> [Supplied passage]:
·····

Into the Night: She Is the Darkness by Glen Cook Part 2

Into the Night: She Is the Darkness by Glen Cook Part 2

0812555333.01.LZZZZZZZI think this reread of She Is the Darkness (1997) took me so long because I subconsciously remembered how disappointing it is. The first half (reviewed last week), despite a bunch of problems, is all right because of Cook’s usual talent at creating cool characters and sticking them into tough situations. It also had some epic battle scenes. As the Black Company inched its way toward the Shadowmaster’s fortress, the good managed to outweigh the bad. This was not the case for the book’s second half, despite some crowning moments of awesome. Not at all.

We left off last week’s post with the siege of Overlook about to begin. The Taglian legions raised and trained by Croaker and Lady invest the fortress. The great castle eventually falls not to starvation or the walls being thrown down, but to a coup de main. Overlook is so vast and so undermanned that Lady and her most loyal troops were able to secretly bore their way into its foundations and operate from within. After much planning (and magical scouting by Murgen), Lady is able to capture Longshadow.

Back in Taglios the Prince’s sister, the Radisha Drah, starts hunting down the Black Company’s allies. She has always feared the Company; now that Longshadow is defeated the time is ripe for its destruction. Having assumed a betrayal would come (as it always does for them), Croaker has readied the Company for the for the final trek to Khatovar.

·····

> [Written instruction A]: List every place named in the She Is the Darkness review.

(Rows from a segmentation dataset)
·····

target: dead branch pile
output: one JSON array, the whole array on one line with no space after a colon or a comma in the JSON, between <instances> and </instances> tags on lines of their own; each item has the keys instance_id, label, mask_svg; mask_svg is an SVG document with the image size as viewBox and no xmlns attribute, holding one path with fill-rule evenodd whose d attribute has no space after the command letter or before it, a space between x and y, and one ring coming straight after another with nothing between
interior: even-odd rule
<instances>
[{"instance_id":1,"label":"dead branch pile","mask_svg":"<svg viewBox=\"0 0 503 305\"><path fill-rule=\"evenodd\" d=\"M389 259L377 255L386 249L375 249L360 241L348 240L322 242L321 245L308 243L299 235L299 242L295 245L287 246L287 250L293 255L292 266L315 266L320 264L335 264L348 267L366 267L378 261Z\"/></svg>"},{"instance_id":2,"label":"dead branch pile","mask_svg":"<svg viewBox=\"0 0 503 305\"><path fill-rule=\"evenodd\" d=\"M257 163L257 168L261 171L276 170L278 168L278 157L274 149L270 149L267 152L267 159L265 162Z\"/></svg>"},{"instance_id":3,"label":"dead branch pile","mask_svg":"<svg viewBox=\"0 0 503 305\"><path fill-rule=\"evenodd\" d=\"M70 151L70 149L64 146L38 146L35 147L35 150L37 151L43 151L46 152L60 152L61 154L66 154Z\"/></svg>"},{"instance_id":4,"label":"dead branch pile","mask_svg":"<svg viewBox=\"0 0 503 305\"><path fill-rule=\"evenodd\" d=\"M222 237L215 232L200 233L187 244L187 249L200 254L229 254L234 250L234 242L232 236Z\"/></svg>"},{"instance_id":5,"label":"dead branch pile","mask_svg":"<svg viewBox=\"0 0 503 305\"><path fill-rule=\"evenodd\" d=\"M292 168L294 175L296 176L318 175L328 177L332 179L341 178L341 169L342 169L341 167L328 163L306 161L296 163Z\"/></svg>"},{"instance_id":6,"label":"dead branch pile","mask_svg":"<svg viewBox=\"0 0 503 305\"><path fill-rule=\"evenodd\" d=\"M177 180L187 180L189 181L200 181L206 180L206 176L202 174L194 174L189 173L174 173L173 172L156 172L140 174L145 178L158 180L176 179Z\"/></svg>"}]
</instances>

·····

> [Written instruction B]: Reproduce every line of the segmentation dataset rows verbatim.

> [Full answer A]: Overlook, Taglios, Khatovar

> [Full answer B]:
target: dead branch pile
output: one JSON array, the whole array on one line with no space after a colon or a comma in the JSON, between <instances> and </instances> tags on lines of their own; each item has the keys instance_id, label, mask_svg; mask_svg is an SVG document with the image size as viewBox and no xmlns attribute, holding one path with fill-rule evenodd whose d attribute has no space after the command letter or before it, a space between x and y, and one ring coming straight after another with nothing between
interior: even-odd rule
<instances>
[{"instance_id":1,"label":"dead branch pile","mask_svg":"<svg viewBox=\"0 0 503 305\"><path fill-rule=\"evenodd\" d=\"M389 259L377 255L386 249L375 249L360 241L348 240L322 242L321 245L308 243L299 235L299 242L295 245L287 246L287 250L293 255L292 266L315 266L320 264L335 264L348 267L366 267L378 261Z\"/></svg>"},{"instance_id":2,"label":"dead branch pile","mask_svg":"<svg viewBox=\"0 0 503 305\"><path fill-rule=\"evenodd\" d=\"M257 163L257 168L261 171L276 170L278 168L278 157L274 149L270 149L267 152L267 159L265 162Z\"/></svg>"},{"instance_id":3,"label":"dead branch pile","mask_svg":"<svg viewBox=\"0 0 503 305\"><path fill-rule=\"evenodd\" d=\"M70 151L70 149L64 146L38 146L35 147L35 150L37 151L43 151L46 152L60 152L61 154L66 154Z\"/></svg>"},{"instance_id":4,"label":"dead branch pile","mask_svg":"<svg viewBox=\"0 0 503 305\"><path fill-rule=\"evenodd\" d=\"M222 237L215 232L200 233L187 244L187 249L200 254L229 254L234 250L234 242L232 236Z\"/></svg>"},{"instance_id":5,"label":"dead branch pile","mask_svg":"<svg viewBox=\"0 0 503 305\"><path fill-rule=\"evenodd\" d=\"M292 168L294 175L296 176L318 175L328 177L332 179L341 178L341 169L342 169L341 167L328 163L306 161L296 163Z\"/></svg>"},{"instance_id":6,"label":"dead branch pile","mask_svg":"<svg viewBox=\"0 0 503 305\"><path fill-rule=\"evenodd\" d=\"M177 180L187 180L189 181L200 181L206 180L206 176L202 174L194 174L189 173L174 173L173 172L156 172L140 174L145 178L158 180L176 179Z\"/></svg>"}]
</instances>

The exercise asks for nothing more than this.